* [Region pointing data]
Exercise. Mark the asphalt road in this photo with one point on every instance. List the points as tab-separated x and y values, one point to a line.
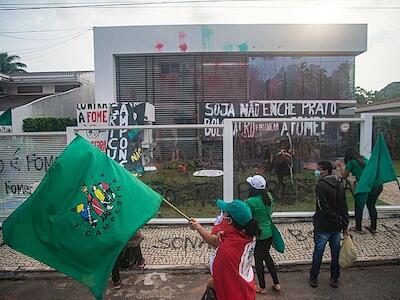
357	283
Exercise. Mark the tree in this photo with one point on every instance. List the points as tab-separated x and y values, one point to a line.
363	96
9	64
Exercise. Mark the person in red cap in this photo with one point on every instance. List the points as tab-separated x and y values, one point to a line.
233	236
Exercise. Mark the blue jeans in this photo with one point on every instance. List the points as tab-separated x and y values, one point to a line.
320	240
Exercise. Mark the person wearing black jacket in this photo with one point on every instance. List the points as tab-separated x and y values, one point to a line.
330	218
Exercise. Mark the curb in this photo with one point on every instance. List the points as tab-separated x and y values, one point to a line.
189	269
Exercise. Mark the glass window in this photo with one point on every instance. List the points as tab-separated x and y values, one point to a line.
294	78
275	78
311	68
346	77
329	77
30	89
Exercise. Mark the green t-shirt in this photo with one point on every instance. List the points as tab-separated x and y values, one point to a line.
354	167
262	214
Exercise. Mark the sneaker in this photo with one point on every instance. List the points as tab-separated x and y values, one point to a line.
313	282
333	283
142	265
260	290
370	229
354	229
276	287
117	285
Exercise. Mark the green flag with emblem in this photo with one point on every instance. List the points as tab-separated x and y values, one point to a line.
81	215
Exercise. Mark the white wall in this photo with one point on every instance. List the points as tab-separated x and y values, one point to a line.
271	38
58	106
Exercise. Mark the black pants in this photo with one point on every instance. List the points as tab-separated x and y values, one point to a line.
371	205
261	254
115	272
137	252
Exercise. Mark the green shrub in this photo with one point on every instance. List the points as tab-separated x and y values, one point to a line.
47	124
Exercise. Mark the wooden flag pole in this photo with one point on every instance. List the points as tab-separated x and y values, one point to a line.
177	210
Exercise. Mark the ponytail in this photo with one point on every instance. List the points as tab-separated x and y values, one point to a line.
251	228
264	195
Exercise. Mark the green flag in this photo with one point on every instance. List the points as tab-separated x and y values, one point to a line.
379	168
5	118
81	215
6	121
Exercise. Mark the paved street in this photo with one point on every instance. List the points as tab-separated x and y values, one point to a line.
180	246
356	283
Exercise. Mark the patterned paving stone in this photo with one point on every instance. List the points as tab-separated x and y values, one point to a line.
180	246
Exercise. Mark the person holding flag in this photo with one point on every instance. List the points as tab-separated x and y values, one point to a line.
370	175
233	236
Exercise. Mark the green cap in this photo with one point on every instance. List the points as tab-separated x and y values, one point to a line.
237	209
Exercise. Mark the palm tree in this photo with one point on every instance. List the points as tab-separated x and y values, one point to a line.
8	64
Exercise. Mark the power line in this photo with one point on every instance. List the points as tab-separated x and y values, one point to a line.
163	3
44	30
36	39
50	47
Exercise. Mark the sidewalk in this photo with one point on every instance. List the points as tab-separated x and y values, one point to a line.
178	247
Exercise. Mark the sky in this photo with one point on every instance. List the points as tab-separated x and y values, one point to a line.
70	47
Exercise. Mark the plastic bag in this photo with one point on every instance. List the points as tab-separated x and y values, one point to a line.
209	294
348	252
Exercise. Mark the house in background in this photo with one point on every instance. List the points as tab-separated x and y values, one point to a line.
190	73
44	94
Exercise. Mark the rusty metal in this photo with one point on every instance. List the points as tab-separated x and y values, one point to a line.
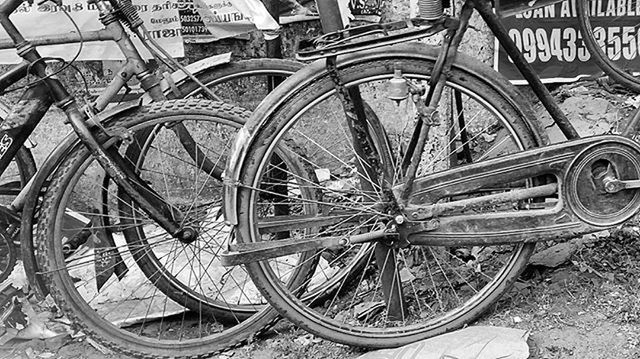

* [Work instructions]
Please copy the data above word for word, but only from the line that contains "Exercise. Mark the patterned" through the final line, both included, and without the pictures.

* [Solution to this problem]
Exercise. Mark the patterned paving stone in this photo with one point on every instance. List the points as tab-separated x and y values, one point to a line.
180	246
Exercise. Mark the person holding flag in this photo with one point on every instance. List the points as tab-separated x and y values, one point to a line.
370	175
233	236
Exercise. Mark the green cap in this photo with one point on every instance. List the points as tab-separated x and y values, one point to a line.
237	209
Exercise. Mark the palm tree in this photo with one point on every instance. List the points as tab-separated x and y values, one point to a line.
8	64
Exercise. Mark the power line in this photo with one point on every instance. List the points as tab-separated x and y values, one point to a line.
163	3
44	30
36	39
50	47
Exercise. Mark the sidewalk in this photo with one point on every instance. List the points as tab-separated x and y values, one point to a line.
178	247
Exercise. Mark the sky in this photo with one point on every instance. List the points as tab-separated x and y values, one point to a line.
70	47
Exercise. Mark the plastic bag in this photo with one point on every instance. List the points as tab-separated x and y values, one point to a line.
209	294
348	252
Exercise. Mark the house in background in this photo with one point on every instance. List the points as tab-separated x and y values, one point to a line.
190	73
44	94
Exercise. Mark the rusty metal in this photo with one point on every instance. List the points as tab-separated x and y values, one point to a line.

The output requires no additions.